* _EXERCISE AIM_:
The entries need to be copied exactly.

-------------------------

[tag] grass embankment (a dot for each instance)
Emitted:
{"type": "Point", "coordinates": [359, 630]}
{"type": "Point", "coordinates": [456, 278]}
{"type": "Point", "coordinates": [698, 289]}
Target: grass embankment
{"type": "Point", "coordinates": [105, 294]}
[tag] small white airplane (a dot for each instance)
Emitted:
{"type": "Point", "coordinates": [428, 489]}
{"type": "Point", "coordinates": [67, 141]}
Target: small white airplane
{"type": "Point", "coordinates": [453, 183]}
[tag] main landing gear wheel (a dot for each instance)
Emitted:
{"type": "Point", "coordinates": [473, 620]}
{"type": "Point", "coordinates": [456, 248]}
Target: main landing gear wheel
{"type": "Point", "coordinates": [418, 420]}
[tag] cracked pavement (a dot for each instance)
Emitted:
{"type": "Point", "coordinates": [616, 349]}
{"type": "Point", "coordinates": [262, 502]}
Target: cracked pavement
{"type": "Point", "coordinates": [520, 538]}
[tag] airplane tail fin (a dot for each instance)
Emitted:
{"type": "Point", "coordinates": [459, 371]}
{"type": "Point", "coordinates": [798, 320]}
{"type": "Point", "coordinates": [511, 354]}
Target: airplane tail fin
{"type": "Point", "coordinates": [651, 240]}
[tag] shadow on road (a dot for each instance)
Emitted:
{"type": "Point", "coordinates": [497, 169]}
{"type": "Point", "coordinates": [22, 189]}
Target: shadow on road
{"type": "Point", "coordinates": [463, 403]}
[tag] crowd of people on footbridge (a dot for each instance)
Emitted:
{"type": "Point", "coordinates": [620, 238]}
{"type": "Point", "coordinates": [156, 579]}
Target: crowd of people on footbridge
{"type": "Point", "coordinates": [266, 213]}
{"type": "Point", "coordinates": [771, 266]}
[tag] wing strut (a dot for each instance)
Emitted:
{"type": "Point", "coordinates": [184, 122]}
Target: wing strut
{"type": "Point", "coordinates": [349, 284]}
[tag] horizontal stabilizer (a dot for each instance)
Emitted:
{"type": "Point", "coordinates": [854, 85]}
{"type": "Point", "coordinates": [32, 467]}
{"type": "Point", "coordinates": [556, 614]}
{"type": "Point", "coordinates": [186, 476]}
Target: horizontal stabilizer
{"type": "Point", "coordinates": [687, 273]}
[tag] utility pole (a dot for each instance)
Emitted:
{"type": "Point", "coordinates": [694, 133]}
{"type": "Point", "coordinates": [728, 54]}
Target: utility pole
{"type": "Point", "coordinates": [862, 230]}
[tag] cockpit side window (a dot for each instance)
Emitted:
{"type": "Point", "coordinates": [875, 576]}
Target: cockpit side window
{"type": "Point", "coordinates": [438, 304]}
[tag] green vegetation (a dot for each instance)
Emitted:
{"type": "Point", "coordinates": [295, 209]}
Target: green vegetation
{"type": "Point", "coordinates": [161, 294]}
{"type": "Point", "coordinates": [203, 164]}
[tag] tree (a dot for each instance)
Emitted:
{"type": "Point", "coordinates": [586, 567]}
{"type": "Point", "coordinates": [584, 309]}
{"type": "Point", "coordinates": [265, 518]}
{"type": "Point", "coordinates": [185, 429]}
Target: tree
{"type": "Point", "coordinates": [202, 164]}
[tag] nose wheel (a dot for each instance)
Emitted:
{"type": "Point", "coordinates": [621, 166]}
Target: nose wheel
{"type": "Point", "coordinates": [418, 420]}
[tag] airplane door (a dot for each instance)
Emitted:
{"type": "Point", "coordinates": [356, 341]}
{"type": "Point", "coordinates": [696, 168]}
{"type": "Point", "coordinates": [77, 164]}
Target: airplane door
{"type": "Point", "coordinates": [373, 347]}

-------------------------

* _EXERCISE OUTPUT_:
[tag] grass embankment (a dot for each instance)
Emitted:
{"type": "Point", "coordinates": [359, 630]}
{"type": "Point", "coordinates": [456, 278]}
{"type": "Point", "coordinates": [698, 289]}
Target: grass embankment
{"type": "Point", "coordinates": [105, 294]}
[tag] small white airplane (a dot for each instance)
Emitted:
{"type": "Point", "coordinates": [428, 489]}
{"type": "Point", "coordinates": [67, 141]}
Target: small white airplane
{"type": "Point", "coordinates": [453, 183]}
[tag] main landing gear wheel (a dot for each instance)
Emitted:
{"type": "Point", "coordinates": [473, 620]}
{"type": "Point", "coordinates": [456, 248]}
Target: main landing gear wheel
{"type": "Point", "coordinates": [418, 420]}
[tag] cracked pavement (a dot for each instance)
Emitted:
{"type": "Point", "coordinates": [616, 349]}
{"type": "Point", "coordinates": [262, 502]}
Target: cracked pavement
{"type": "Point", "coordinates": [520, 538]}
[tag] airplane tail fin (a dot for each instance)
Emitted:
{"type": "Point", "coordinates": [459, 371]}
{"type": "Point", "coordinates": [798, 320]}
{"type": "Point", "coordinates": [511, 354]}
Target: airplane tail fin
{"type": "Point", "coordinates": [651, 240]}
[tag] shadow on road (a dot for each instance)
Emitted:
{"type": "Point", "coordinates": [497, 169]}
{"type": "Point", "coordinates": [22, 189]}
Target: shadow on road
{"type": "Point", "coordinates": [463, 403]}
[tag] crowd of people on footbridge (a dot for each instance)
Emitted:
{"type": "Point", "coordinates": [620, 238]}
{"type": "Point", "coordinates": [156, 579]}
Target: crowd of people on footbridge
{"type": "Point", "coordinates": [266, 213]}
{"type": "Point", "coordinates": [771, 266]}
[tag] wing strut (a dot for each instance)
Emitted:
{"type": "Point", "coordinates": [184, 122]}
Target: wing strut
{"type": "Point", "coordinates": [349, 284]}
[tag] horizontal stabilizer (a dot for each instance)
Emitted:
{"type": "Point", "coordinates": [854, 85]}
{"type": "Point", "coordinates": [32, 467]}
{"type": "Point", "coordinates": [556, 614]}
{"type": "Point", "coordinates": [186, 476]}
Target: horizontal stabilizer
{"type": "Point", "coordinates": [687, 273]}
[tag] utility pole (a dot for each instance)
Emitted:
{"type": "Point", "coordinates": [694, 133]}
{"type": "Point", "coordinates": [728, 54]}
Target: utility pole
{"type": "Point", "coordinates": [862, 230]}
[tag] cockpit side window (a dot for each instance)
Emitted:
{"type": "Point", "coordinates": [875, 576]}
Target: cockpit side window
{"type": "Point", "coordinates": [438, 304]}
[tag] green vegetation (a dot for each instance)
Emitted:
{"type": "Point", "coordinates": [295, 209]}
Target: green vegetation
{"type": "Point", "coordinates": [161, 294]}
{"type": "Point", "coordinates": [203, 164]}
[tag] tree (a dot for each instance)
Emitted:
{"type": "Point", "coordinates": [586, 567]}
{"type": "Point", "coordinates": [584, 309]}
{"type": "Point", "coordinates": [265, 518]}
{"type": "Point", "coordinates": [185, 429]}
Target: tree
{"type": "Point", "coordinates": [202, 164]}
[tag] nose wheel (a dot for each instance)
Emitted:
{"type": "Point", "coordinates": [621, 166]}
Target: nose wheel
{"type": "Point", "coordinates": [418, 420]}
[tag] airplane door (a dot for each instance)
Emitted:
{"type": "Point", "coordinates": [356, 341]}
{"type": "Point", "coordinates": [696, 168]}
{"type": "Point", "coordinates": [77, 164]}
Target: airplane door
{"type": "Point", "coordinates": [373, 347]}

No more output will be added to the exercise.